**Objectives:**
A - From the news report below, list each fiscal year for which a Pakistan Railways loss is given, together with the amount of that loss.
B - According to the news report below, within how many weeks was the Planning Commission to come up with a plan?
C - Return the part of the news report below from "The World Bank pointed" to "Regulatory Authority (RRA)." word for word.

**Supplied passage:**
· · · ·

ISLAMABAD, Aug 19 : The World Bank would give $2 billion for rehabilitation of roads, railways and port facilities in Pakistan.

The bank indicated this at its high-level presentation to Prime Minister Shaukat Aziz for improving infrastructure and logistic network at the PM House here.

The Prime Minister directed the Planning Commission to set up a coordination cell and come up with a plan along with WB experts within four weeks so that an appropriate decision can be taken on a fast track basis.

During the presentation, the bank experts analyzed in detail the present conditions of the infrastructure in the country with particular reference to ports and shipping facilities, railways network and roads. They stressed the need for improving logistics, which will not only save costs but also meet the future requirements of a growing economy.

The premier said an efficient end-to-end logistic network is an essential requirement to meet the high trajectory growth in the economy.

According to the WB, Pakistan Railway is among the second largest cash-bleeding entity in public sector institutions that faces billions of rupees annual loss.

The Pakistan Railway is on the decline for the last three decades as its contribution to the freight traffic stands at 4 per cent in 2005 which was used to be 60 per cent during 70s and 80s.

The World Bank pointed out problems in Pakistan Railways signals system and suggested to the government to involve private sector to ensure its smooth functioning. The Bank also urged to implement the Pakistan Railways Ordinance that will help set up Rail Regulatory Authority (RRA).

According to a report prepared by the World Bank under the title “Reform of the Pakistan Rail Sector”, the freight service being offered by the railways is cost effective and five times more efficient than the road transport.

The Pakistan Railways is one of the largest loss making public sector entity after KESC as it faced a loss of Rs 6.957 billion in 1999-2000, Rs 5.430 billion in 2000-2001, Rs 4.529 billion in 2001-2002, Rs 5.972 billion in 2002-03 and Rs 7.748 billion in 2003-04.

· · · ·

**Data excerpts:**
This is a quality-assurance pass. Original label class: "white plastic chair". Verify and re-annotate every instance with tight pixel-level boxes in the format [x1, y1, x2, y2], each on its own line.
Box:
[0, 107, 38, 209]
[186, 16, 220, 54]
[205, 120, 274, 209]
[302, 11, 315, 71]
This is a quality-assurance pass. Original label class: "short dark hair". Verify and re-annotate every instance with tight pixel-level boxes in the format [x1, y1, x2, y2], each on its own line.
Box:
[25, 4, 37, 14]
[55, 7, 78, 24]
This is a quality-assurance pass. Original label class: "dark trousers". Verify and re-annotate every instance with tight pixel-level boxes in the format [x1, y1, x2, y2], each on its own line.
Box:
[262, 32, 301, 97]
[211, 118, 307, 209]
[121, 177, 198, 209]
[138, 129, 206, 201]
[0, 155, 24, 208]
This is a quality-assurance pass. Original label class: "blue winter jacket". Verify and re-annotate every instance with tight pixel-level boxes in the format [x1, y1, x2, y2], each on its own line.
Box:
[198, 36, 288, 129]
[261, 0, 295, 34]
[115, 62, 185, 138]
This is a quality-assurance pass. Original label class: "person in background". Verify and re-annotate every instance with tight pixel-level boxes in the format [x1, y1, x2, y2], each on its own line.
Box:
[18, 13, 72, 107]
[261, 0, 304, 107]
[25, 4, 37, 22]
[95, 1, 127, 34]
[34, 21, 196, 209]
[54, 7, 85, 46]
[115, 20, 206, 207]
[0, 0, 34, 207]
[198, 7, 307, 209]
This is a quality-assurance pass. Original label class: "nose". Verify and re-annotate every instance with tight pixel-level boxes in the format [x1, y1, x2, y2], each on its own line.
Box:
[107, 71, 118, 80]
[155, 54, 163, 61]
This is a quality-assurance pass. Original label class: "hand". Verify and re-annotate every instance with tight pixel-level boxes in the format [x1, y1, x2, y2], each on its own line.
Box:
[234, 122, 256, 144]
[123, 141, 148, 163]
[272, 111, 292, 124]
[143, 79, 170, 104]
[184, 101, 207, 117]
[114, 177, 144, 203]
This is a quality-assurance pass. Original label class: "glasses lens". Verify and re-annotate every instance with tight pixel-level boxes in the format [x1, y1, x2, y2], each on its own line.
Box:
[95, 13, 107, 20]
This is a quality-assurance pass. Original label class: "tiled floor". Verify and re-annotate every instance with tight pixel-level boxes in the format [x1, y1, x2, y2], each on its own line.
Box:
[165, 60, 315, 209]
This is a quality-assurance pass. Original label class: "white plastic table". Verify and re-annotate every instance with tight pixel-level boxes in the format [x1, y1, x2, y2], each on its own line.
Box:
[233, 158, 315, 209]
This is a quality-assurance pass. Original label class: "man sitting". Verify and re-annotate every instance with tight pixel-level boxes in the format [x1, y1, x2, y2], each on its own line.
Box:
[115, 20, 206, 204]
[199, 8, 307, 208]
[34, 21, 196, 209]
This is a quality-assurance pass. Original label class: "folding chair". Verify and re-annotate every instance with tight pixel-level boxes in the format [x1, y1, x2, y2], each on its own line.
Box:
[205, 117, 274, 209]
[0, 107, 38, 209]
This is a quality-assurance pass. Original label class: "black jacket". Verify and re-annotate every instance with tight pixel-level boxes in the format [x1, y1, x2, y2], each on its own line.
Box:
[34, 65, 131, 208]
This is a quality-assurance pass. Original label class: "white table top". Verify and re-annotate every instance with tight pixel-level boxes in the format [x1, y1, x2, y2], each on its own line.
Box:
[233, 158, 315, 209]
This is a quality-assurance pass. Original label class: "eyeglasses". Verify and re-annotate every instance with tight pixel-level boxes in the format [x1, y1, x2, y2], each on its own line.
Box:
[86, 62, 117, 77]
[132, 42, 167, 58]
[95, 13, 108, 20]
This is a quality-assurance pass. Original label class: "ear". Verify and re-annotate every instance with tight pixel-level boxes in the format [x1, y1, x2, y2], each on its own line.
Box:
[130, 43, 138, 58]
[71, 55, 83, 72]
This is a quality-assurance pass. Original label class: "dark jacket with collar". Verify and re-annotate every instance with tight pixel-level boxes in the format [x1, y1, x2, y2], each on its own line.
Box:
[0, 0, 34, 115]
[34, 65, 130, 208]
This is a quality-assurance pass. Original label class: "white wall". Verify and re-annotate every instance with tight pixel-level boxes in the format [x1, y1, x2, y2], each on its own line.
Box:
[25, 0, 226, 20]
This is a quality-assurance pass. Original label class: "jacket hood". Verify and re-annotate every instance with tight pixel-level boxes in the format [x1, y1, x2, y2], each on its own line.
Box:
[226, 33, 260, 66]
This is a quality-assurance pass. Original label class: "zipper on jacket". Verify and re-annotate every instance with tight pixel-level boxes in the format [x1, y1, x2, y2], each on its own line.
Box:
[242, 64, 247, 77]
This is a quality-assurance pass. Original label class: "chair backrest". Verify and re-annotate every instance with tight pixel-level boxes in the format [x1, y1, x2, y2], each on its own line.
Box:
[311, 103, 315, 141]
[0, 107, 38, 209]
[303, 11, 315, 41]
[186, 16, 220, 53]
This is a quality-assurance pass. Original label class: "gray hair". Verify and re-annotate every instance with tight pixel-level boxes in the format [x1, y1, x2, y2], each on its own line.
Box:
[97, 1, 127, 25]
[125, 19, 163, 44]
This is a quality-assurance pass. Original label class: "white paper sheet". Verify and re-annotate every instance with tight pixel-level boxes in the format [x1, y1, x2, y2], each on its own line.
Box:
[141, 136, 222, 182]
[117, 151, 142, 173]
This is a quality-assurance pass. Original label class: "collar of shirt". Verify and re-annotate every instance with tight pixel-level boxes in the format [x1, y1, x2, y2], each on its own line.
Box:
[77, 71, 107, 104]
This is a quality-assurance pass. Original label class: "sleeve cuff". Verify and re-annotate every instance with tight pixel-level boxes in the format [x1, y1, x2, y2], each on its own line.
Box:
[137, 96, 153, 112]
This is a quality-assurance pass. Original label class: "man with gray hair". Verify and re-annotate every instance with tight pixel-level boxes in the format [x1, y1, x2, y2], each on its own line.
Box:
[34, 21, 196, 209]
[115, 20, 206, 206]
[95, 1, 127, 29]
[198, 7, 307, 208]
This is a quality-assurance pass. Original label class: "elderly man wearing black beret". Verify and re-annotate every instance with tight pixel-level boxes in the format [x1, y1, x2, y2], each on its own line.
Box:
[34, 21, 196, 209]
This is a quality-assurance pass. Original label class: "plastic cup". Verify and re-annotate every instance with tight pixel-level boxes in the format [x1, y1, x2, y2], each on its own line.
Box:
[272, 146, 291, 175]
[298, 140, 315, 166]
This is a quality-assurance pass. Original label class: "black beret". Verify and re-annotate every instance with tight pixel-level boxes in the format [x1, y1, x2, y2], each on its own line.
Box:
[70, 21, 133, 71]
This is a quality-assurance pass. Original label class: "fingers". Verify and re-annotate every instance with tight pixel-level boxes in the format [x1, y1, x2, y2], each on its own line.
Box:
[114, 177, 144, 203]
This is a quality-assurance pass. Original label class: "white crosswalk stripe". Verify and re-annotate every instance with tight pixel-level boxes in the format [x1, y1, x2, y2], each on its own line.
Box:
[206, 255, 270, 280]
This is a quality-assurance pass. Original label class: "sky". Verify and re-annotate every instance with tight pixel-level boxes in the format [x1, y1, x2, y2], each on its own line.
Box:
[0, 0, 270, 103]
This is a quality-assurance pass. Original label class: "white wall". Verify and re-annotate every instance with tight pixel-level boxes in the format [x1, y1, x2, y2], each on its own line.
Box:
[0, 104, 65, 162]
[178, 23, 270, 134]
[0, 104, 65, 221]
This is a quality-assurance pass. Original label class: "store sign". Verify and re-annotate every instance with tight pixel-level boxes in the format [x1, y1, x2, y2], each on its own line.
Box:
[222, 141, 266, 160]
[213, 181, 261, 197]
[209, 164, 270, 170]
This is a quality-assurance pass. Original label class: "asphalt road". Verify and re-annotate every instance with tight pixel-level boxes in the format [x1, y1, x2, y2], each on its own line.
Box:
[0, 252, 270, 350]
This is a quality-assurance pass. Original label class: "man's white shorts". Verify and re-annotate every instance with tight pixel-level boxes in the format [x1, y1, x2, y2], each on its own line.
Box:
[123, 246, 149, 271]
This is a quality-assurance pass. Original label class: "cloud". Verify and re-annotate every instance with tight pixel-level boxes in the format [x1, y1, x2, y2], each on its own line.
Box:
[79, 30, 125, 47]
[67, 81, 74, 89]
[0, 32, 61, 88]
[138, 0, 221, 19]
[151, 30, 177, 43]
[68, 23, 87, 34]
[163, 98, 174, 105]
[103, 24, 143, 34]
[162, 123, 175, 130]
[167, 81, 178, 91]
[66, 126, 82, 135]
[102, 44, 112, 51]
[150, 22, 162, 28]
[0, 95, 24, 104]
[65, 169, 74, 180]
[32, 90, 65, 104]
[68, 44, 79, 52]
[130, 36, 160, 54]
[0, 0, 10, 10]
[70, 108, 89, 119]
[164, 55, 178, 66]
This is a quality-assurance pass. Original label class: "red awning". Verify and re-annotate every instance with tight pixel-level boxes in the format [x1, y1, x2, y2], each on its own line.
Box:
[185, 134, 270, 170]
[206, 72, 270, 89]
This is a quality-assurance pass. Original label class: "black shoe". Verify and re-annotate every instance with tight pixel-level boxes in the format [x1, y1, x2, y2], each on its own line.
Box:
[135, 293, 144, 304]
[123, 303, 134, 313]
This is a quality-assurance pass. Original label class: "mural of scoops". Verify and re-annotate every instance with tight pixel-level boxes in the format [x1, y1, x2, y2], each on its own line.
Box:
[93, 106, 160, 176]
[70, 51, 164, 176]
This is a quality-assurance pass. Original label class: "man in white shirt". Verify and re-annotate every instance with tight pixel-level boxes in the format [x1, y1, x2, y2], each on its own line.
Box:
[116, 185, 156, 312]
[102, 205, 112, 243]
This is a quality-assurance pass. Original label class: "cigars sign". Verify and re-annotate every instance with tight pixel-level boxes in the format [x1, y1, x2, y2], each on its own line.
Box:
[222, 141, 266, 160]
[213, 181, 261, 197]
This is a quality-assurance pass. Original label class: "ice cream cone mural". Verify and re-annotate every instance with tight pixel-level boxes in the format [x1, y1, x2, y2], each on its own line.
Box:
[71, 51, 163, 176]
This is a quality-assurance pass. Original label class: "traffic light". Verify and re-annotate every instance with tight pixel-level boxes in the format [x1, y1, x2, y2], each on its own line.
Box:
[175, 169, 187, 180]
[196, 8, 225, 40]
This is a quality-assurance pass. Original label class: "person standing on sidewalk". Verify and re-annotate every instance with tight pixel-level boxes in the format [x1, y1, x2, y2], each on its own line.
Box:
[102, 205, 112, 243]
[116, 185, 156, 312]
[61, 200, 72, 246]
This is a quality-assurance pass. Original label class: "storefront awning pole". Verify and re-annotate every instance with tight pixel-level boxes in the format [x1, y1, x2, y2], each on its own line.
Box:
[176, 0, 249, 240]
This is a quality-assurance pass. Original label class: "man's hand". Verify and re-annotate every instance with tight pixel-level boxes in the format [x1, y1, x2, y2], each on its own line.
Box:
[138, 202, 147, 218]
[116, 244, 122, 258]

· · · ·

**Answers per task:**
A -
- 1999-2000: Rs 6.957 billion
- 2000-2001: Rs 5.430 billion
- 2001-2002: Rs 4.529 billion
- 2002-03: Rs 5.972 billion
- 2003-04: Rs 7.748 billion

B - Within four weeks.

C -
The World Bank pointed out problems in Pakistan Railways signals system and suggested to the government to involve private sector to ensure its smooth functioning. The Bank also urged to implement the Pakistan Railways Ordinance that will help set up Rail Regulatory Authority (RRA).